_DATA ROWS_:
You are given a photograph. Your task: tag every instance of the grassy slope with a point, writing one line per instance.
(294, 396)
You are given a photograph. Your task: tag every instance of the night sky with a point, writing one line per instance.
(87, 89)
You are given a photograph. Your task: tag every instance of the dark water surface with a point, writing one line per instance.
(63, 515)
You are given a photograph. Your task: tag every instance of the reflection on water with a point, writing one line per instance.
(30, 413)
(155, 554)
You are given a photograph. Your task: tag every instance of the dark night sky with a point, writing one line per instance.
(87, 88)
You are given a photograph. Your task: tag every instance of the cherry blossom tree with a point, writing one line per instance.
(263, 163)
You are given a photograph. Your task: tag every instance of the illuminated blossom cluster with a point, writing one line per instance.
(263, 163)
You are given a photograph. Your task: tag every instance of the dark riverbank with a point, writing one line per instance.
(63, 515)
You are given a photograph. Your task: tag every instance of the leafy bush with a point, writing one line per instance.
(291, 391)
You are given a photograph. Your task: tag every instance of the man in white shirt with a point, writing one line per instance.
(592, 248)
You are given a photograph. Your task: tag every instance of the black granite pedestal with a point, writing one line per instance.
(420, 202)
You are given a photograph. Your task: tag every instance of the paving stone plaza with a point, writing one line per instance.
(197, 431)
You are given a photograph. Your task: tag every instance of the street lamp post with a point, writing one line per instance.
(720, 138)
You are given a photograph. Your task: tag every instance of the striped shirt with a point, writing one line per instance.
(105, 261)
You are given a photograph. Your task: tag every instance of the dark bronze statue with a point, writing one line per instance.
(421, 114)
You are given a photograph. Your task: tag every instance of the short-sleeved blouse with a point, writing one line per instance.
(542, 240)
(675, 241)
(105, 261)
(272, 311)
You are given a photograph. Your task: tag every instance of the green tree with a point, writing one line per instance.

_WHAT THIS TASK INVOLVES_: Copy every row above word for word, with each line unchanged and in its original order.

_EXPECTED ANSWER_:
You are given a photograph. Your task: tag every instance of the grassy slope with a point, writing one line per instance.
(294, 396)
You are given a photograph. Your task: tag every instance of the night sky with a point, writing one line per instance.
(87, 89)
You are given a photograph. Your task: tag every instance of the dark water surface with a point, writing one line per instance.
(63, 515)
You are given a photograph. Your task: tag every instance of the reflection on water with a point, writing one line per instance.
(30, 413)
(155, 554)
You are given a photograph. Your task: tag every instance of the dark night sky with a point, writing one line per instance.
(87, 88)
You are given a photograph. Your task: tag every instance of the cherry blossom tree with a point, writing one line per instance.
(263, 163)
You are given a photograph. Your task: tag every instance of the illuminated blossom cluster with a point, writing one line per instance.
(263, 163)
You are given a photograph. Your task: tag every instance of the dark riverbank with a point, writing one line per instance.
(63, 515)
You are given a photograph. Your task: tag every instance of the leafy bush with a point, writing one line per instance.
(291, 391)
You are given a photograph. Your task: tag every instance of the man in white shirt with a point, writing one line per instance.
(592, 248)
You are given a photograph. Your task: tag every instance of the black granite pedestal with a point, writing one line per instance.
(420, 202)
You are given a photograph. Your task: tag every instance of the paving stone plaza with a point, writing one line per instance.
(197, 431)
You are given a photograph. Your task: tag every instance of the street lamp post with a point, writing one line per instance.
(720, 138)
You are given a photograph. Your task: tag every instance of the striped shirt with a point, writing one line per instance.
(105, 261)
You are given a photograph. Your task: tag every instance of the dark bronze statue with a point, writing one line per instance.
(421, 114)
You are given a photograph. Your task: tag every instance of the short-sleeved blouse with a point, writing one line per instance.
(542, 240)
(675, 241)
(105, 261)
(272, 311)
You are given a photograph. Your task: tag every instance of the green tree with a point, writing one line per instance.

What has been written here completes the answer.